# START OF Data for this exercise

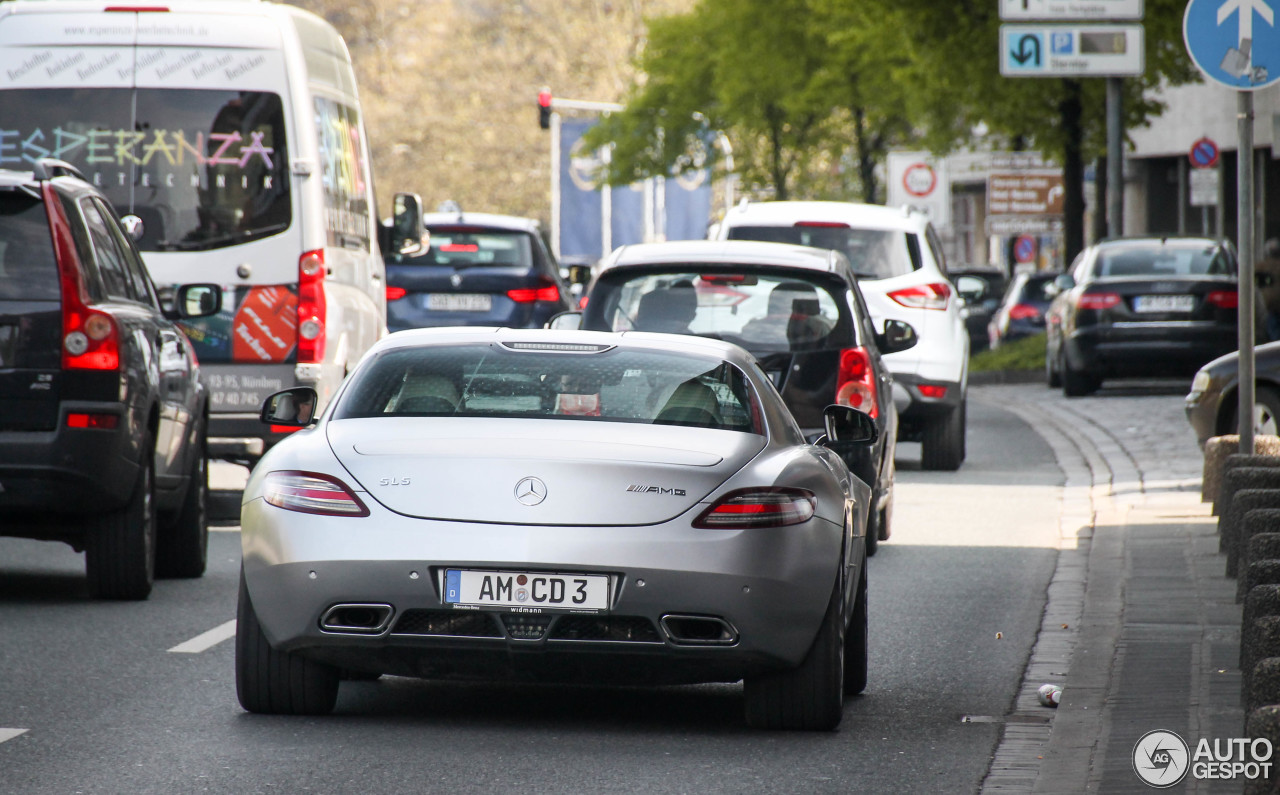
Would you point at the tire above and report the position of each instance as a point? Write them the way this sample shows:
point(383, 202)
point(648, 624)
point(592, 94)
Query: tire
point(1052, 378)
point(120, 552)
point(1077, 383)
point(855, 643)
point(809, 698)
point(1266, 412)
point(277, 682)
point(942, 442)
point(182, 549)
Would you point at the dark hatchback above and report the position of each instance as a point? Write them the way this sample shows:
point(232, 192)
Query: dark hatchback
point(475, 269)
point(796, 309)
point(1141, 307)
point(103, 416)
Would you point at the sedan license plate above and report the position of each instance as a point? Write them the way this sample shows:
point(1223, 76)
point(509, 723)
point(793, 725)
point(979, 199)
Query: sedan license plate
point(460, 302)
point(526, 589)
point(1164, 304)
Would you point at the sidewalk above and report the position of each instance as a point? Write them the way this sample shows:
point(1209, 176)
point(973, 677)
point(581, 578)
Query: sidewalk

# END OF Data for this exercise

[Exercise requirements] All of the records need repeating exactly, except for the pictures.

[Exercise answer]
Would you point at the tire above and report the position of each instance as a point? Write them the way this sample shows:
point(383, 202)
point(648, 624)
point(592, 94)
Query: tire
point(1052, 378)
point(120, 552)
point(1077, 383)
point(855, 643)
point(809, 698)
point(1266, 412)
point(277, 682)
point(942, 442)
point(182, 549)
Would you point at the dark hatchback above and report the position of each instance as a point? Write them the way this sample shows:
point(232, 192)
Query: dark hatchback
point(475, 269)
point(796, 309)
point(1141, 307)
point(103, 416)
Would you point at the sedan license plate above and report the position of each instance as a point? Write them the way this sample shows:
point(1223, 76)
point(509, 723)
point(793, 725)
point(979, 199)
Query: sedan license plate
point(460, 302)
point(526, 589)
point(1164, 304)
Would you point at the sidewalk above and report the position of each instance as a point? Write them the way this sample shows:
point(1209, 176)
point(973, 677)
point(581, 578)
Query: sidewalk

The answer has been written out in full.